Point placement records:
++++++
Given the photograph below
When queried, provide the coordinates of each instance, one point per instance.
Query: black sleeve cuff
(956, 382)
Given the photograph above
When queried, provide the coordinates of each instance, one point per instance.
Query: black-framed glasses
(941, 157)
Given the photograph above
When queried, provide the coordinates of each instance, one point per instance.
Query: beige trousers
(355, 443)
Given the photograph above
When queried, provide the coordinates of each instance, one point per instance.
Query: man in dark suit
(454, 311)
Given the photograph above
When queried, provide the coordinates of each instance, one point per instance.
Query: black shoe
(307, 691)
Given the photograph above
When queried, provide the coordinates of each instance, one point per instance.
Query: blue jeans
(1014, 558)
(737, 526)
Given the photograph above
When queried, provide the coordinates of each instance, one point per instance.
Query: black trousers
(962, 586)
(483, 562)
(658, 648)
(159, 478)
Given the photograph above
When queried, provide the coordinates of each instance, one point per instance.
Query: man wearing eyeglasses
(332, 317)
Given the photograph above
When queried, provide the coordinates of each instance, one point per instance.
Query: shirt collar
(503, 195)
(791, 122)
++++++
**DIRECTIONS FOR THIS TASK**. Exactly as they are written, print the entries again.

**SOLUTION TO THIS EXERCISE**.
Given the photograph below
When queried, provide the coordinates of each instance, one point per instance.
Query: black sleeve cuff
(956, 382)
Given the photograph above
When queried, provide the coordinates of each instance, one point per instance.
Query: black-framed glasses
(941, 157)
Given the photograph above
When queried, provide the coordinates of each instance, one point per instance.
Query: beige trousers
(355, 443)
Given the photograph above
When queried, provide the coordinates of each instance, one point per instance.
Query: man in dark suit
(454, 311)
Given the photograph above
When queried, provide the coordinates of each instance, one point per instance.
Query: black shoe
(307, 691)
Given the photograph above
When queried, provide the coordinates of each instance, one point per instance.
Query: blue jeans
(1014, 558)
(737, 526)
Given the photograph above
When queried, provide the coordinates of each instance, one point per instance.
Query: black trousers
(962, 586)
(483, 562)
(658, 648)
(159, 478)
Given the photograph above
When queried, provide the coordinates of each instance, one point per instance.
Query: man wearing eyeglasses
(332, 317)
Given the photograph above
When queried, provide the coordinates of each instance, one point per instance.
Query: shirt collar
(503, 195)
(791, 122)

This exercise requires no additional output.